▸ **REQUIRED TASK 1**:
Copy out the High Court judgment starting at "Second Defendant" and ending at "TRUST (IN STATUTORY MANAGEMENT)".
▸ **REQUIRED TASK 2**:
Answer these questions from the High Court judgment:
(a) Who appeared for the plaintiff?
(b) Where is the Peninsula Club retirement village situated?
(c) On what date was Mr Pardington appointed statutory manager of all six defendants?
▸ **REQUIRED TASK 3**:
Carry on writing the High Court judgment on the liquidation of the defendants, picking up after its final sentence.

▸ **EXCERPTED PASSAGE**:
Pardington v Melita Properties Limited (in statutory management)

Case

[2016] NZHC 1046

19 May 2016

No judgment structure available for this case.

IN THE HIGH COURT OF NEW ZEALAND AUCKLAND REGISTRY

CIV-2015-404-2862 [2016] NZHC 1046

BETWEEN

RODNEY GANE PARDINGTON

Plaintiff

AND

MELITA PROPERTIES LIMITED (IN STATUTORY MANAGEMENT)

First Defendant

GWIN CORPORATION LIMITED (IN LIQUIDATION AND IN STATUTORY MANAGEMENT)

Second Defendant

MISKIN ENTERPRISES LIMITED (IN STATUTORY MANAGEMENT)

Third Defendant

CHISMON LIMITED Fourth Defendant

NORTHFORD HOLDINGS LIMITED (IN STATUTORY MANAGEMENT) Fifth Defendant

THE MILLENNIUM CHARITABLE TRUST (IN STATUTORY MANAGEMENT)

Sixth Defendant

Hearing: 19 May 2016

Appearances:

N H Malarao for plaintiff
No appearance for defendants

Judgment:

19 May 2016

JUDGMENT OF LANG J

[on application for orders placing defendants in liquidation]

This judgment was delivered by me on 19 May 2016 at 2.30 pm, pursuant to Rule 11.5 of the High Court Rules.

Registrar/Deputy Registrar

Date……………

PARDINGTON v MELITA PROPERTIES LTD (IN STATUTORY MANAGEMENT) [2016] NZHC 1046 [19

May 2016]

[1]      In this proceeding the statutory manager of the six defendants seeks orders placing each in liquidation. The first to fifth defendants are companies incorporated under the Companies Act 1993, whilst the sixth defendant, The Millenium Charitable Trust (Millenium), is a charitable trust incorporated under the Charitable Trusts Act

1957.

[2]      The only parties interested in the proceeding are Mr and Mrs Garry and Wendy Crawford, who were shareholders and directors of all of the companies other than the fourth defendant, Chismon Limited (Chismon).   Mr and Mrs John and Christine Parkes are the shareholders and directors of Chismon.  Those parties have been  served,  but  have  taken  no  steps  to  oppose  the  applications.    They  have contacted the Court by email, however, to confirm they are aware of the applications. Mrs Crawford appeared at the hearing but did not wish to make submissions in relation to the orders that the statutory manager seeks.

[3]      As protector of charities, the Attorney-General has also been served with this proceeding because of the involvement of Millenium.   Counsel for the Attorney- General has filed a memorandum confirming that the Attorney-General accepts that the liquidation of Millenium appears to be justified.  For that reason the Attorney- General does not oppose Millenium being placed in liquidation.

Background

[4]      All  of  the  defendants  were  involved  in  one  way  or  another  in  the development and operation of a retirement village complex known as the Peninsula Club. The retirement village is situated at Whangaparaoa.

[5]      The contractual relationship between each of the defendants and between the defendants and the residents of the retirement village is extremely complex.  In the early 1990s, the defendants defaulted on their obligations to the residents.  A state of paralysis then ensued, and this prevented residents of the village from being able to resell their units.  As a result, Mr Pardington was appointed statutory manager of all six defendants on 20 October 1994 under the Corporations (Investigations and Management) Act 1989 (CIMA).

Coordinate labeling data
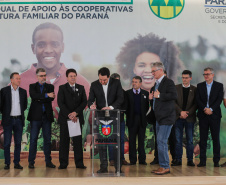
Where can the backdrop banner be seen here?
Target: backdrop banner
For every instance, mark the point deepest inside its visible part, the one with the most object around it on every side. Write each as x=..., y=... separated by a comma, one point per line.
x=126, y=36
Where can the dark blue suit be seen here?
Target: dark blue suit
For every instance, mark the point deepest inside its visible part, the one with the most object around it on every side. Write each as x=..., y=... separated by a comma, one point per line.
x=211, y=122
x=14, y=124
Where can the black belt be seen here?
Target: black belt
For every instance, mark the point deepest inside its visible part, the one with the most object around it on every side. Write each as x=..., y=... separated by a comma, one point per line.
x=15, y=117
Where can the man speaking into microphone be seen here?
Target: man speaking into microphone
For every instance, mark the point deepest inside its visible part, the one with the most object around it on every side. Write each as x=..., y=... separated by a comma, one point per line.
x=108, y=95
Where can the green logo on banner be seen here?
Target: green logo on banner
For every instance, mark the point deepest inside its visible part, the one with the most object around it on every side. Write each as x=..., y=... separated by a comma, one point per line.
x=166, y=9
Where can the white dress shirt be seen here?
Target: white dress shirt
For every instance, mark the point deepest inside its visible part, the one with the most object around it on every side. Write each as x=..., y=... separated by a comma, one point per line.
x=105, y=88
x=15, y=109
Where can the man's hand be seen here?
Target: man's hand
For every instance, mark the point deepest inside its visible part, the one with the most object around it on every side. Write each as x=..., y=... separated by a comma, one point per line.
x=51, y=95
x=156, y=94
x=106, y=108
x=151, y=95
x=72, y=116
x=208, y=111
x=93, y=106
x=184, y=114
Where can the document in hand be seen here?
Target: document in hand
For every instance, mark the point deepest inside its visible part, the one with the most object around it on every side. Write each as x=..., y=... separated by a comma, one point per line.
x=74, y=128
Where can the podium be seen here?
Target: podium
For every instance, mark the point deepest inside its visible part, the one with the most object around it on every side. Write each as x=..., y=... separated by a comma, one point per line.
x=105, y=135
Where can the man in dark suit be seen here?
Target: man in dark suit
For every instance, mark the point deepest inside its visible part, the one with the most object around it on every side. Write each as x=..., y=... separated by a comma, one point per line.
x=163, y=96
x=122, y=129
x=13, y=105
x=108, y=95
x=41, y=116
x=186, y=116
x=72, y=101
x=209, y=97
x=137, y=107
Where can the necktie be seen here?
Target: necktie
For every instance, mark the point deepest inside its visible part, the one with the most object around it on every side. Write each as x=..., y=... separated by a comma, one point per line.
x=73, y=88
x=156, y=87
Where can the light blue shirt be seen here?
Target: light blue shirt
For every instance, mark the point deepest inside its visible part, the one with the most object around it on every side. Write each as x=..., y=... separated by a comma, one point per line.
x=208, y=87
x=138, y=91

▸ **EXERCISE RESPONSE 1**:
Second Defendant

MISKIN ENTERPRISES LIMITED (IN STATUTORY MANAGEMENT)

Third Defendant

CHISMON LIMITED Fourth Defendant

NORTHFORD HOLDINGS LIMITED (IN STATUTORY MANAGEMENT) Fifth Defendant

THE MILLENNIUM CHARITABLE TRUST (IN STATUTORY MANAGEMENT)

▸ **EXERCISE RESPONSE 2**:
(a) N H Malarao
(b) Whangaparaoa
(c) 20 October 1994

▸ **EXERCISE RESPONSE 3**:
[6]      Since his appointment Mr Pardington has spent considerable time and money endeavouring to unravel the affairs of the defendants.  He has set out the results of his investigation in a detailed affidavit sworn in support of the current application.  It is  not  necessary to  describe his  findings  for present  purposes,  but  the  affidavit provides a convenient summary of the defendants’ affairs.   It will no doubt be an extremely valuable starting point for those tasked with continuing the administration of the defendants’ affairs from this point on.

[7]      The current position appears to be that the first defendant, Melita Properties Limited (Melita), has outstanding liabilities to the Commissioner of Inland Revenue in respect of GST amounting to approximately $464,000.  Melita is also indebted to Millennium in the sum of $1.8 million.  The second defendant, Gwin Corporation Limited, was already in receivership and liquidation when it was placed in statutory management.  It  owes  creditors  the  sum  of  $454,197.55.    Mr  Pardington  has concluded that both Melita and Gwin are insolvent.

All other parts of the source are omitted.